Objective. Rewrite the lines below, replacing "one point per instance" with "a single point for each instance" and leaving everything else the same.

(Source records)
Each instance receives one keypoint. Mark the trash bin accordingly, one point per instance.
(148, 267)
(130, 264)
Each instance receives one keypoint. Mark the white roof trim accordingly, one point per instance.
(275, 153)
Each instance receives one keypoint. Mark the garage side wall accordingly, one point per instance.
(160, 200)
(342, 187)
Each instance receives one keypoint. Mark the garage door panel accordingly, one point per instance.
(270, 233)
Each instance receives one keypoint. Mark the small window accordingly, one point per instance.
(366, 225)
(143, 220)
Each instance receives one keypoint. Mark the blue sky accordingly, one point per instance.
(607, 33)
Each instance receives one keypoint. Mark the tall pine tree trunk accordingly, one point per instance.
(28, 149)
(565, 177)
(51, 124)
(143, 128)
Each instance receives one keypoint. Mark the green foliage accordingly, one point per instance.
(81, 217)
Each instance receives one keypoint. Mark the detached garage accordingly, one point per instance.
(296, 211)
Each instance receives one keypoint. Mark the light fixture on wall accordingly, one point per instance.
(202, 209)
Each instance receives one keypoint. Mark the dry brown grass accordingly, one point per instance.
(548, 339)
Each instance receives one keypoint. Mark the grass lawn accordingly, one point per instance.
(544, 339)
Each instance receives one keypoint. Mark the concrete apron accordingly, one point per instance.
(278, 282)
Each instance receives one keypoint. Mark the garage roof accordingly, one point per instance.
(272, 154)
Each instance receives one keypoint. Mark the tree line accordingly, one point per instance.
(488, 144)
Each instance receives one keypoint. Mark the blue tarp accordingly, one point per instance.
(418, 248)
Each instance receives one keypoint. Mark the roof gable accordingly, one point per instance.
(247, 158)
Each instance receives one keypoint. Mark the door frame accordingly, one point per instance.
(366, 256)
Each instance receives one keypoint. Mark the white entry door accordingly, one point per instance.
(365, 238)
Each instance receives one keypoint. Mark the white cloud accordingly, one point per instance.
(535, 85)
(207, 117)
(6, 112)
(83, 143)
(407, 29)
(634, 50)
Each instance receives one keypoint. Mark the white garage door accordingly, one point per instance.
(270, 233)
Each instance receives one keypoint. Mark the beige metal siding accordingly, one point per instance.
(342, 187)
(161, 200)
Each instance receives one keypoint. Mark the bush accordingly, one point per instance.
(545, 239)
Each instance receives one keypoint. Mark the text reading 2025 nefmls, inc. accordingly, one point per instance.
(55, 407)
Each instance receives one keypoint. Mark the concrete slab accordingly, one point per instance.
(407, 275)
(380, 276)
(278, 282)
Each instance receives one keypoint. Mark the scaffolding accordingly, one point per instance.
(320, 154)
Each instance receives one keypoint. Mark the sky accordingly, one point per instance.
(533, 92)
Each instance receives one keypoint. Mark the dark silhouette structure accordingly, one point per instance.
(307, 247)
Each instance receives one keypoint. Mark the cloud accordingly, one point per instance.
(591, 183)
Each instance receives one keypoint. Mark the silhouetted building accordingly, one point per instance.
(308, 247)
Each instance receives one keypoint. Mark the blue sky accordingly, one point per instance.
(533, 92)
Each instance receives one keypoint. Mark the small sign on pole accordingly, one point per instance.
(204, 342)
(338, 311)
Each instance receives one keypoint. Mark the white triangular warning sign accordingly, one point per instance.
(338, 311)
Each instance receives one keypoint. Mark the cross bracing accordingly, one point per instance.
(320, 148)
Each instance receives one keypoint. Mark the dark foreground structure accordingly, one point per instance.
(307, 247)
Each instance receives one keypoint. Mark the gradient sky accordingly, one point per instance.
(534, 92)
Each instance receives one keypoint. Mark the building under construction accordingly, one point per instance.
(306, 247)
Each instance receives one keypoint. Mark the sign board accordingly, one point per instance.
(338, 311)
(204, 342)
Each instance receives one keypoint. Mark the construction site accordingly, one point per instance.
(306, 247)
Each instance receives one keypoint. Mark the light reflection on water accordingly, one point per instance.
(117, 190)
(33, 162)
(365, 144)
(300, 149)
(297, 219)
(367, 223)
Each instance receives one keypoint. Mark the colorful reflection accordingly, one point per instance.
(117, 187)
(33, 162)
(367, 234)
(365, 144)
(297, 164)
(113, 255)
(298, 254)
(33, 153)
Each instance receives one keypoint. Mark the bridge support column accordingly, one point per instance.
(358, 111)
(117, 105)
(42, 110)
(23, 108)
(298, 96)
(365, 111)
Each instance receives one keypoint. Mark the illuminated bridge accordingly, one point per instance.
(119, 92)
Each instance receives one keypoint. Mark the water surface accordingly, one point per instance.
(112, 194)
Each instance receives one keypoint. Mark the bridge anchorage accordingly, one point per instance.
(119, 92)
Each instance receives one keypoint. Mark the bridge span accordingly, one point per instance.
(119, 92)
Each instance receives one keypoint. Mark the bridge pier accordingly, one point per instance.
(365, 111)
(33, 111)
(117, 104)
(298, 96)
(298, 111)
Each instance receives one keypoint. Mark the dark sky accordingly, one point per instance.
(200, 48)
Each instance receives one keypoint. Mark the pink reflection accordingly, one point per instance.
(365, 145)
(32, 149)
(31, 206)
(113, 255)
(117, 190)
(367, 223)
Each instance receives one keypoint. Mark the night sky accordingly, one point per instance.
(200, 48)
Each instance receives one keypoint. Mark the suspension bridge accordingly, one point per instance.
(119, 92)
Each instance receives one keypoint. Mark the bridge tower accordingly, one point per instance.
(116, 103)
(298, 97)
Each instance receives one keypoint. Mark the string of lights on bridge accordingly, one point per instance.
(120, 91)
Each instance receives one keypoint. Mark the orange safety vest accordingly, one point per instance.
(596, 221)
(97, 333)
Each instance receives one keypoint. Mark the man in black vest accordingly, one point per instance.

Reply to the task.
Each instance receives one keypoint. Mark the trash bin accordingly, a single point for each instance.
(148, 267)
(130, 264)
Each instance receives one keypoint. Mark the white roof trim accordingly, a single point for each instance.
(275, 153)
Each instance receives one keypoint. Mark the garage side wall accordingly, a single point for each instance.
(160, 200)
(342, 187)
Each instance receives one keypoint. Mark the garage door panel accordingly, a single point for each instance.
(270, 233)
Each instance receives one keypoint. Mark the small window accordingly, a single point for each instance.
(366, 225)
(143, 220)
Each instance receives one keypoint. Mark the blue sky accordingly, a single point for each instance.
(607, 33)
Each instance receives one keypoint. Mark the tall pine tree trunk accordingly, a single point for each instance.
(28, 149)
(565, 177)
(51, 124)
(143, 128)
Each instance receives one keypoint. Mark the green foliage accordingly, a single point for each instance.
(81, 217)
Each instance receives one keypoint. Mark the detached garage accordingly, a single point for each instance.
(296, 211)
Each instance receives one keypoint. Mark the light fixture on wall accordingly, a single point for each instance.
(202, 209)
Each instance receives one keypoint. Mark the dry brown grass accordingly, a single point for each instance.
(548, 339)
Each instance receives one keypoint. Mark the grass lawn accordingly, a single point for each instance.
(544, 339)
Each instance receives one keypoint. Mark the concrete apron accordingly, a single point for each instance.
(278, 282)
Each instance receives one keypoint. Mark the garage roof accordingly, a single point for each instance.
(272, 154)
Each instance receives one keypoint. Mark the tree line accordingly, a single point for each instance.
(488, 144)
Each instance receives one keypoint. Mark the blue tarp accordingly, a single point for each instance.
(418, 248)
Each instance receives one keypoint. Mark the roof gable accordingly, a single point for each instance.
(247, 158)
Each instance receives one keypoint. Mark the door frame accordingly, a single point for each instance.
(366, 256)
Each instance receives one keypoint. Mark the white entry door accordingly, a single point for each instance.
(365, 238)
Each instance receives one keypoint. Mark the white cloud accordingly, a single point for each instance.
(535, 85)
(207, 117)
(6, 112)
(83, 143)
(407, 29)
(634, 50)
Each instance receives one keypoint. Mark the white garage door accordingly, a single point for each instance.
(270, 233)
Each instance receives one keypoint. Mark the beige metal siding accordingly, a single point for each instance.
(342, 187)
(161, 200)
Each instance receives one keypoint. Mark the bush accordingly, a single point for each instance.
(545, 239)
Each instance receives one keypoint. Mark the text reading 2025 nefmls, inc. accordingly, a single point for each instance.
(55, 407)
Each instance receives one keypoint. Mark the concrete slab accordingly, a single point for each instance.
(407, 275)
(380, 276)
(278, 282)
Each instance receives one keypoint. Mark the scaffolding accordingly, a single point for each instance.
(320, 154)
Each instance receives one keypoint. Mark the sky accordingly, a single point for each instance.
(533, 92)
Each instance receives one keypoint. Mark the dark silhouette structure accordingly, a single point for each instance.
(307, 247)
Each instance receives one keypoint. Mark the cloud accordingly, a single point for each instance.
(591, 183)
Each instance receives one keypoint. Mark the silhouetted building accordingly, a single point for each instance.
(308, 247)
Each instance receives one keypoint. Mark the blue sky accordingly, a single point for each instance.
(533, 92)
Each instance receives one keypoint. Mark the small sign on pole accordingly, a single point for each instance.
(204, 342)
(338, 311)
Each instance receives one keypoint. Mark the white triangular warning sign accordingly, a single point for each instance.
(338, 311)
Each instance receives one keypoint. Mark the cross bracing accordingly, a single point for each instance.
(320, 148)
Each instance receives one keypoint. Mark the dark foreground structure accordingly, a single point for each instance.
(307, 247)
Each instance receives one keypoint. Mark the gradient sky accordingly, a single point for each instance.
(534, 92)
Each instance receives one keypoint. Mark the building under construction accordingly, a single point for each instance.
(306, 247)
Each instance receives one keypoint. Mark the sign board accordingly, a single point for each instance.
(338, 311)
(204, 342)
Each instance receives one keypoint. Mark the construction site accordingly, a single point for each instance.
(306, 247)
Each instance receives one keypoint. Mark the light reflection on water accordingly, a single point for each instance.
(117, 190)
(33, 162)
(365, 144)
(300, 149)
(297, 219)
(367, 223)
Each instance receives one keypoint. Mark the colorful reflection accordingly, a single point for each instance.
(117, 187)
(33, 162)
(367, 234)
(365, 144)
(297, 164)
(113, 255)
(298, 254)
(33, 153)
Each instance receives one keypoint. Mark the bridge support column accordingly, a single point for each instance.
(358, 111)
(117, 105)
(42, 110)
(23, 108)
(298, 96)
(365, 111)
Each instance receives one keypoint. Mark the illuminated bridge accordingly, a single point for each instance.
(119, 92)
Each instance receives one keypoint. Mark the water surface accordingly, a single point for each instance.
(112, 194)
Each instance receives one keypoint. Mark the bridge anchorage accordingly, a single point for each instance.
(119, 92)
Each instance receives one keypoint. Mark the bridge span accordingly, a single point for each instance.
(119, 92)
Each instance receives one keypoint. Mark the bridge pier accordingly, a single point for each instance.
(365, 111)
(33, 111)
(117, 104)
(298, 96)
(298, 111)
Each instance receives one keypoint. Mark the dark sky accordingly, a single point for each instance.
(200, 48)
Each instance receives one keypoint. Mark the pink reflection accordingly, a single point for each instance.
(365, 145)
(32, 149)
(31, 206)
(113, 255)
(117, 190)
(367, 223)
Each instance receives one keypoint. Mark the night sky accordingly, a single point for each instance.
(200, 48)
Each instance receives one keypoint. Mark the suspension bridge accordingly, a single point for each instance.
(119, 92)
Each instance receives one keypoint. Mark the bridge tower accordingly, a single point for each instance.
(116, 103)
(298, 97)
Each instance receives one keypoint. Mark the string of lights on bridge accordingly, a single point for each instance.
(120, 91)
Each instance receives one keypoint. Mark the orange safety vest accordingly, a single point for each instance.
(596, 221)
(97, 333)
Each instance receives one keypoint. Mark the man in black vest accordingly, a single point for each instance.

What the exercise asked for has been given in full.